Requirements: Output the lines from the one containing "Where can you find the dome" through the last line as a numbered list, leaving out any blank lines.

Listed records:
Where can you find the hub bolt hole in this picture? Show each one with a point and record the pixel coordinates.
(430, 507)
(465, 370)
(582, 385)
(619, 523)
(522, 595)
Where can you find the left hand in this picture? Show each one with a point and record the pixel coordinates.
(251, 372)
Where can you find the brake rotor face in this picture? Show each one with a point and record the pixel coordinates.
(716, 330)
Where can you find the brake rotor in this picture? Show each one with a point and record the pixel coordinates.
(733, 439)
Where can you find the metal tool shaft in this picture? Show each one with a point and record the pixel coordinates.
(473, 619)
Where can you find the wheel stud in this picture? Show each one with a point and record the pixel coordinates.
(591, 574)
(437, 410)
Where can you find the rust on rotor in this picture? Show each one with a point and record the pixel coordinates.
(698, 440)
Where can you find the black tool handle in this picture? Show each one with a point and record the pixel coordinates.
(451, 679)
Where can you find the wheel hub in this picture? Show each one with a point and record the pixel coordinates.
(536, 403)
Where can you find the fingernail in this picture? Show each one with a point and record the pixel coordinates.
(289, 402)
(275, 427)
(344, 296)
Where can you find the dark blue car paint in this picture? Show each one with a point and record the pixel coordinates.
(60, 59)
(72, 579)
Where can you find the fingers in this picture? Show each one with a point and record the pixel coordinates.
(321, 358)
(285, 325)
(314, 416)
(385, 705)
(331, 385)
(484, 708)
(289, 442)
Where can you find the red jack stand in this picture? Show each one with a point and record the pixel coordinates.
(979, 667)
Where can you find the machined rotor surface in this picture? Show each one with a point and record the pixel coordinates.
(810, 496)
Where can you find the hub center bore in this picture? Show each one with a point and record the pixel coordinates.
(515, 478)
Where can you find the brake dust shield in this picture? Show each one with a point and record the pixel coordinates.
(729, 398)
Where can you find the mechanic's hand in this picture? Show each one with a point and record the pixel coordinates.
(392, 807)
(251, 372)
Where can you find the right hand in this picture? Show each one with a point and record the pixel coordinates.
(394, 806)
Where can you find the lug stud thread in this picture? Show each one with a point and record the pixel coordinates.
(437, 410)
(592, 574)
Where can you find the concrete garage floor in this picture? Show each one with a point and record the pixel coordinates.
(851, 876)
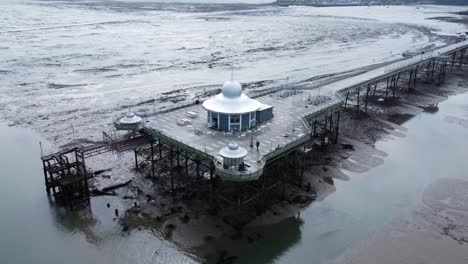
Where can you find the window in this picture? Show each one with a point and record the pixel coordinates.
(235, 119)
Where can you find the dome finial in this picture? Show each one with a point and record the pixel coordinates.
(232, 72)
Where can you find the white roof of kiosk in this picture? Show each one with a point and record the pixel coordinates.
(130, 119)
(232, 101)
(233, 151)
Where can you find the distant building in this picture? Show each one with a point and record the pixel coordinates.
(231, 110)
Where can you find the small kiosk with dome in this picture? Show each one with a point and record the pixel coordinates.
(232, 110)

The reply:
1. Where can you find the dome finial in this picture? Show each one with a point and record the pixel coordinates.
2. (232, 72)
3. Where can you find the white roof of kiosk in this picture? Show each one with a point and record the pixel coordinates.
4. (130, 119)
5. (232, 101)
6. (233, 151)
7. Where can you find the distant building in this picture? Show each one with a point and record the pixel coordinates.
8. (231, 110)
9. Where can you find the small kiosk with dome in this picture? Show each one with a point and record the pixel coordinates.
10. (232, 110)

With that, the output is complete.